Sebelum itu, di tengah perjalanan menuju PT Hageuli International, Gustopa juga diminta menandatangani surat pernyataan oleh Andrias. Gustopa mengaku tidak memahami isi surat pernyataan tersebut dan langsung menandatanganinya. Selain dipaksa dengan alasan kemudahan proses, kondisinya sedang mabuk darat setelah menempuh perjalanan panjang Blitar – Jakarta menggunakan bus sehari semalam.
Pada waktu yang hampir bersamaan, istri Gustopa menerima pesan dari Nur Miasih yang berisi, “Uangnya ditunggu bos e.” Istri Gustopa bergegas mendatangi rumah Nur Miasih untuk menyerahkan uang sebesar Rp. 10 juta sebagai kekurang biaya proses. Istri Gustopa diantar oleh Nur Miasih menuju ATM untuk melakukan pembayaran secara transfer dengan tujuan rekening atas nama Entin Martinah.

++++++

» **Soal Tertulis 1**
Salin dengan persis bagian kutipan tentang Gustopa, mulai dari "Sebelum itu, di" sampai dengan "bus sehari semalam.".
» **Soal Tertulis 2**
Teruskan kutipan tentang Gustopa, dimulai setelah kalimat terakhirnya.

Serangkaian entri

++++++

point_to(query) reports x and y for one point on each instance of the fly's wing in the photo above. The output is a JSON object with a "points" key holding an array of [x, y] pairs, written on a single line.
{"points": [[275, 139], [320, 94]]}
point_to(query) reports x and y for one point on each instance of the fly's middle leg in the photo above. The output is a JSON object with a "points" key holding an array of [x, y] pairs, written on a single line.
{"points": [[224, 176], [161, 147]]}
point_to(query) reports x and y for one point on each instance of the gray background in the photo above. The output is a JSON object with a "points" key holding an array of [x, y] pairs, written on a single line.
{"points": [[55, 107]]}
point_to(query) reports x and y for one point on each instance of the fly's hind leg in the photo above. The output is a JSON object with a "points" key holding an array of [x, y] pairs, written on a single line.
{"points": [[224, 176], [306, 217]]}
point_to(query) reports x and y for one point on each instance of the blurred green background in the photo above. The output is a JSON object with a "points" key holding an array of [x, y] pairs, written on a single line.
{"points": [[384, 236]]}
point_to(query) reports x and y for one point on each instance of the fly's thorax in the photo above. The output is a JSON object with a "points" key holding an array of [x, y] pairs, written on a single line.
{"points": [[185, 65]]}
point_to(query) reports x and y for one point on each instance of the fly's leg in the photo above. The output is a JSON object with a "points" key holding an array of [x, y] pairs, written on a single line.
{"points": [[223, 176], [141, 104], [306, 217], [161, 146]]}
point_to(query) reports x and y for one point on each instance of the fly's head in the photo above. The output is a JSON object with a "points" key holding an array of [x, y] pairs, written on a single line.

++++++

» **Jawaban Latihan 1**
Sebelum itu, di tengah perjalanan menuju PT Hageuli International, Gustopa juga diminta menandatangani surat pernyataan oleh Andrias. Gustopa mengaku tidak memahami isi surat pernyataan tersebut dan langsung menandatanganinya. Selain dipaksa dengan alasan kemudahan proses, kondisinya sedang mabuk darat setelah menempuh perjalanan panjang Blitar – Jakarta menggunakan bus sehari semalam.

» **Jawaban Latihan 2**
Selama tiga hari, Gustopa dibiarkan tinggal di kantor PT Hageuli International hanya dibekali mie instan dan beras. Padahal, kondisi Gustopa pada saat itu juga terasa kurang sehat setelah perjalanan panjang Blitar – Jakarta. Hal ini juga berbeda seperti yang disampaikan oleh Nur Miasih bahwa Gustopa harus menjalani pendidikan dan pelatihan sebelum diberangkatkan ke Taiwan yang rencananya pada tanggal 3 Januari 2017.
Merasakan kecurigakan atas proses yang dialaminya, Gustopa pamit pulang ke Blitar kepada Mislan, seorang penunggu kantor pada tanggal 25 Desember 2016. Setelah tiba di Blitar, Gustopa dan istrinya mendatangi rumah Nur Miasih untuk meminta penjelasan prihal perbedaan informasi dari Nur Miasih dengan kenyataan yang dialaminya di Jakarta. Gustopa pun membatalkan proses dan meminta agar uangnya dikembalikan. Nur Miasih pun berjanji akan mengupayakan untuk pengembalian uang Gustopa. Hal ini disaksikan oleh istri Gustopa, seseorang bernama Didik dan istrinya.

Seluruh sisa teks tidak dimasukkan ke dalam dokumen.